▶ [What to work on]: Below this line is the material. Write out only its lines from the one containing "For each instance of the silver car" through the one containing "For each instance of the gray car", both kept, exactly.

[Start of Attachment]

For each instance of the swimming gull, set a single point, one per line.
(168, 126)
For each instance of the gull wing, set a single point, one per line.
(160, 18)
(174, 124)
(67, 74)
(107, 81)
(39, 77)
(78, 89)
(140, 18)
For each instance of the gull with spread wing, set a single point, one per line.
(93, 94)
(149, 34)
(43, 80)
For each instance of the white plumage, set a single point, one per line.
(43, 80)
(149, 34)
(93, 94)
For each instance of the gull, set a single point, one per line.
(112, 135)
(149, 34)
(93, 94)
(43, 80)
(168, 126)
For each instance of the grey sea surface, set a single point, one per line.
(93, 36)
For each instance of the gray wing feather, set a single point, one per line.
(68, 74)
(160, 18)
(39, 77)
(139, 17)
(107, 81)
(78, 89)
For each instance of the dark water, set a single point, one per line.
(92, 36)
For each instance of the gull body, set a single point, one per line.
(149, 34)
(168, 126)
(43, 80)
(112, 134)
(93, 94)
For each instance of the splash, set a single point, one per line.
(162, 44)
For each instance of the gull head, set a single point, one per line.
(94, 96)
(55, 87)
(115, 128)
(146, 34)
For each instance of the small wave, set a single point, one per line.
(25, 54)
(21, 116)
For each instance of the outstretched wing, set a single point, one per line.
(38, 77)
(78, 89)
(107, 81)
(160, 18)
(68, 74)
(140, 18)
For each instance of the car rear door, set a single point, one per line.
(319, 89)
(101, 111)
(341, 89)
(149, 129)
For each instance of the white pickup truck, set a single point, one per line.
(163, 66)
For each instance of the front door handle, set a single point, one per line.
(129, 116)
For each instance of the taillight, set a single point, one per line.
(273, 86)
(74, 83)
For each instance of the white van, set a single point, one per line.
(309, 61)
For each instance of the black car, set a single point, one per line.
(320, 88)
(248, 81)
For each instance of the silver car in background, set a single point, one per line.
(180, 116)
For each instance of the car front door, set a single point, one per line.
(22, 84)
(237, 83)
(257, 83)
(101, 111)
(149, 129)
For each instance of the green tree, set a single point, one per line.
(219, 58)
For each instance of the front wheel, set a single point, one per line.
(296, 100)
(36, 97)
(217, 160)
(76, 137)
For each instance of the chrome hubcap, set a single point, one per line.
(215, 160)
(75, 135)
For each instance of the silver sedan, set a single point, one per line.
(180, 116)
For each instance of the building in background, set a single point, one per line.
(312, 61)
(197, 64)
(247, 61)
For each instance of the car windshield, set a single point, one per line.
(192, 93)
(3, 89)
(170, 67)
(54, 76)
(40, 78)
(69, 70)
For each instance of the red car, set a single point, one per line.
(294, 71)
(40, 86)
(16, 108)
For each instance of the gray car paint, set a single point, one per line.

[End of Attachment]
[Start of Attachment]

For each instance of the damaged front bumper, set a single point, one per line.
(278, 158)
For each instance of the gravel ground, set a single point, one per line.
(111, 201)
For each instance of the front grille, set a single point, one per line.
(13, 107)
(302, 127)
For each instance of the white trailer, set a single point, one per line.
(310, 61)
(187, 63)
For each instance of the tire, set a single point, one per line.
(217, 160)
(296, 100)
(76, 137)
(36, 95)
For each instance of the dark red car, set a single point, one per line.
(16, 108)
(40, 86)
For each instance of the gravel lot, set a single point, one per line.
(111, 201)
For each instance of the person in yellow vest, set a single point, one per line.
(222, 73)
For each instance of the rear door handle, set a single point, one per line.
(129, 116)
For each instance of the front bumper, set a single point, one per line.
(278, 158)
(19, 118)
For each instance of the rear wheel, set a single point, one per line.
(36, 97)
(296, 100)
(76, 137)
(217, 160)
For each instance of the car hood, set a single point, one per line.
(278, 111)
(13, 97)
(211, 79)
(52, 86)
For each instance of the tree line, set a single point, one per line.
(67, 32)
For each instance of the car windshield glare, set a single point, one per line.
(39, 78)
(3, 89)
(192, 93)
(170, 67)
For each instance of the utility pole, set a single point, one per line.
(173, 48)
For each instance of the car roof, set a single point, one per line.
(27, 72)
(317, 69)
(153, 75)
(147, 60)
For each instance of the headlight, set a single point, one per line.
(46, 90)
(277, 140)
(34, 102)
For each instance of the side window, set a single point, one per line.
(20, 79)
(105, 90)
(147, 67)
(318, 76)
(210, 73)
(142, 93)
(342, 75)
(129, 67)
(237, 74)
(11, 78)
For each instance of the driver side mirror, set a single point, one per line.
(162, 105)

[End of Attachment]

▶ [Solution for this task]:
For each instance of the silver car in background, set a single point, one per line.
(180, 116)
For each instance of the car front door, set a single point, one per line.
(22, 84)
(237, 83)
(257, 83)
(101, 111)
(149, 129)
For each instance of the green tree, set a single point, one per line.
(219, 58)
For each instance of the front wheel, set a single point, one per line.
(296, 100)
(36, 97)
(217, 160)
(76, 137)
For each instance of the chrome hubcap, set a single point, one per line.
(215, 160)
(75, 135)
For each instance of the silver sedan, set a single point, one per line.
(180, 116)
For each instance of the building in background, set a single point, one per line.
(312, 61)
(197, 64)
(247, 61)
For each instance of the car windshield, set a single point, one per line.
(192, 93)
(3, 89)
(170, 67)
(54, 76)
(40, 78)
(69, 70)
For each instance of the red car, set a single point, one per line.
(294, 71)
(40, 86)
(16, 108)
For each instance of the gray car paint, set a single point, one per line.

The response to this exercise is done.